• _What to do_
Begin at the first line of the material and stop after the line that has "258L535 214L566 215L566", giving those lines as a numbered list without any blank lines. Leave the pictures out of your answer.

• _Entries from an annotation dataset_
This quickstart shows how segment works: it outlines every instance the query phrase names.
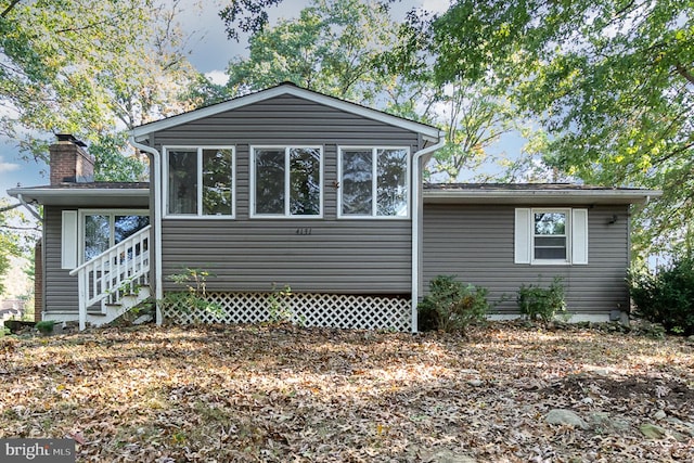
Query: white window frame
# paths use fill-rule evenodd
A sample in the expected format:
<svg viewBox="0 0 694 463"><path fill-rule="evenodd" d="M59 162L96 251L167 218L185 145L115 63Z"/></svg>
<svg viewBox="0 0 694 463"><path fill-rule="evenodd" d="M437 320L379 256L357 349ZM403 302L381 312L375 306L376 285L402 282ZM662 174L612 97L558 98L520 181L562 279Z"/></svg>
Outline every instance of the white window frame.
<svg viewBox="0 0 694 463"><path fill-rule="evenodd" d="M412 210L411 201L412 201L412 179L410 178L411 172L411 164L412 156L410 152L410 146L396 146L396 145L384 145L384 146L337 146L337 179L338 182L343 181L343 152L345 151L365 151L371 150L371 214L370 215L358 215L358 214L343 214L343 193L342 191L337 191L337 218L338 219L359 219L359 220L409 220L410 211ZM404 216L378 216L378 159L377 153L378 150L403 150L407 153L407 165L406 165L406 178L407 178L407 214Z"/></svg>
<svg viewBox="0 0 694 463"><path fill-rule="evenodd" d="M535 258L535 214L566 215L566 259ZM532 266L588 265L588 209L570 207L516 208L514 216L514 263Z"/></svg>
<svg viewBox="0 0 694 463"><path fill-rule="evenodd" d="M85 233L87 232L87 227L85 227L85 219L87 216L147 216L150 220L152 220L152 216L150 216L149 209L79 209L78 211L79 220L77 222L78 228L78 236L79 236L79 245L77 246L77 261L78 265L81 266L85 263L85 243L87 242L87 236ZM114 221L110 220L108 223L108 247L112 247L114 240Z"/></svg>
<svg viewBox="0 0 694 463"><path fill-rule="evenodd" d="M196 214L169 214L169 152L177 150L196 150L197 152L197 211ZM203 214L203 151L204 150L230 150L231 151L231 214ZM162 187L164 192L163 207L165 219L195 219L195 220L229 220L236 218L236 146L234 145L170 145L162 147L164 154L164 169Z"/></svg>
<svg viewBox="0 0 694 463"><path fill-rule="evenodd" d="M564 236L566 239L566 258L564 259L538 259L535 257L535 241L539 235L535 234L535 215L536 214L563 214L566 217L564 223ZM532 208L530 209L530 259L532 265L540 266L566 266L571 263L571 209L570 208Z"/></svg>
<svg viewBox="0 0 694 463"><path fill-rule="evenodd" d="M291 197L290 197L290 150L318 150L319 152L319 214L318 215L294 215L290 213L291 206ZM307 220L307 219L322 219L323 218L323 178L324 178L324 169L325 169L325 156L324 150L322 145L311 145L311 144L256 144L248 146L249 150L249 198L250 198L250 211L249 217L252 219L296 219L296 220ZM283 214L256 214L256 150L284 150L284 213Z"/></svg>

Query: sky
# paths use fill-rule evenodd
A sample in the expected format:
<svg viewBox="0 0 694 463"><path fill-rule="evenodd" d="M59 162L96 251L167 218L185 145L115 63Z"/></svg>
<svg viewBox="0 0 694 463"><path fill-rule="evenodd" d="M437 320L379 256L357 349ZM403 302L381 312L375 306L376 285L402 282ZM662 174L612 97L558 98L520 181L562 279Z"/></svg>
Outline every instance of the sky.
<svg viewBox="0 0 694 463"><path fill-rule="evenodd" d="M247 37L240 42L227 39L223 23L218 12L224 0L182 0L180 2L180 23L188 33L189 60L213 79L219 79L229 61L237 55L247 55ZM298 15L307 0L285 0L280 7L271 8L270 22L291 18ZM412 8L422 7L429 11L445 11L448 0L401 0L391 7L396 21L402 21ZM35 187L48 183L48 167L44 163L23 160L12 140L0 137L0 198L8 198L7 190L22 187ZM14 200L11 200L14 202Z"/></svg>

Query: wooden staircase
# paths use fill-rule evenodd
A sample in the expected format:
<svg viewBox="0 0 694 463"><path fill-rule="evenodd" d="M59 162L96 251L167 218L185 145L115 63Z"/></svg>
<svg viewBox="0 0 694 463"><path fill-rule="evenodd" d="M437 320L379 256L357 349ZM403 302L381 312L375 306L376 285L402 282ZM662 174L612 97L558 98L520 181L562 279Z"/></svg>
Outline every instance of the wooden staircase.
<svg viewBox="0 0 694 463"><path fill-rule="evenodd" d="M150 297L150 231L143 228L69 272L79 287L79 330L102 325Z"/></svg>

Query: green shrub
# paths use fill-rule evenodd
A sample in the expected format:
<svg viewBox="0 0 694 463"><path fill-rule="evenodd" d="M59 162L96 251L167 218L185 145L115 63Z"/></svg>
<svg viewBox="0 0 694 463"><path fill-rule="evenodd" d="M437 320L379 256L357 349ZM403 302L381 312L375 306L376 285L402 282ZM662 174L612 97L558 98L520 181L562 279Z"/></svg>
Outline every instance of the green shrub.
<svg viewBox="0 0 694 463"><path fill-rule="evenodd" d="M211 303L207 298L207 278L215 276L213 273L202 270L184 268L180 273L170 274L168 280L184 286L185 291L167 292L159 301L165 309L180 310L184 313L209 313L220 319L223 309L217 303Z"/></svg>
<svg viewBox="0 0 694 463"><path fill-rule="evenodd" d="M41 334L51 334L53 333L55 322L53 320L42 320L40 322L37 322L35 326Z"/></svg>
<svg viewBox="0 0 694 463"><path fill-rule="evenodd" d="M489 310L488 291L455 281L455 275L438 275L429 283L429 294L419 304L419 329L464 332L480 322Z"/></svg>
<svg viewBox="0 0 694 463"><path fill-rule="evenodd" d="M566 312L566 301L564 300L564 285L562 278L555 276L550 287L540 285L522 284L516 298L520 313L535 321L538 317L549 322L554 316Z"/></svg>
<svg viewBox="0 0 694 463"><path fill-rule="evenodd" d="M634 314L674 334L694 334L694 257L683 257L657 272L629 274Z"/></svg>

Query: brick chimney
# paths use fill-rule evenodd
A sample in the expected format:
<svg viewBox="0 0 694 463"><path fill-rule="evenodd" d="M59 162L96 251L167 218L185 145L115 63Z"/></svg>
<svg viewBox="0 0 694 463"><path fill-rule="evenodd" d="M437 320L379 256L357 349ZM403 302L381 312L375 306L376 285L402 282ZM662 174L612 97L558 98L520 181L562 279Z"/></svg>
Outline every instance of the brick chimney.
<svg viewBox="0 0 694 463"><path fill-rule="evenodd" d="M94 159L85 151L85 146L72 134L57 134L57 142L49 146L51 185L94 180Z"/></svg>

• _Written solution_
1. This quickstart shows how segment works: it outlines every instance the query phrase names.
2. Query: white window frame
3. # paths use fill-rule evenodd
4. A sample in the expected format:
5. <svg viewBox="0 0 694 463"><path fill-rule="evenodd" d="M59 162L96 251L167 218L185 145L115 63Z"/></svg>
6. <svg viewBox="0 0 694 463"><path fill-rule="evenodd" d="M437 320L379 256L357 349ZM403 302L381 312L375 306L376 285L402 282ZM662 174L612 97L558 98L520 181L562 279Z"/></svg>
7. Outline every instance of the white window frame.
8. <svg viewBox="0 0 694 463"><path fill-rule="evenodd" d="M412 210L411 201L412 201L412 179L410 178L411 172L411 164L412 156L410 152L410 146L396 146L396 145L384 145L384 146L337 146L337 179L338 182L343 181L343 152L345 151L365 151L371 150L371 214L370 215L358 215L358 214L343 214L343 193L342 191L337 191L337 218L338 219L359 219L359 220L409 220L410 211ZM404 216L378 216L378 159L377 153L378 150L403 150L407 153L407 165L406 165L406 178L407 178L407 214Z"/></svg>
9. <svg viewBox="0 0 694 463"><path fill-rule="evenodd" d="M535 258L535 214L566 215L566 259ZM532 266L588 265L588 209L570 207L516 208L514 216L514 263Z"/></svg>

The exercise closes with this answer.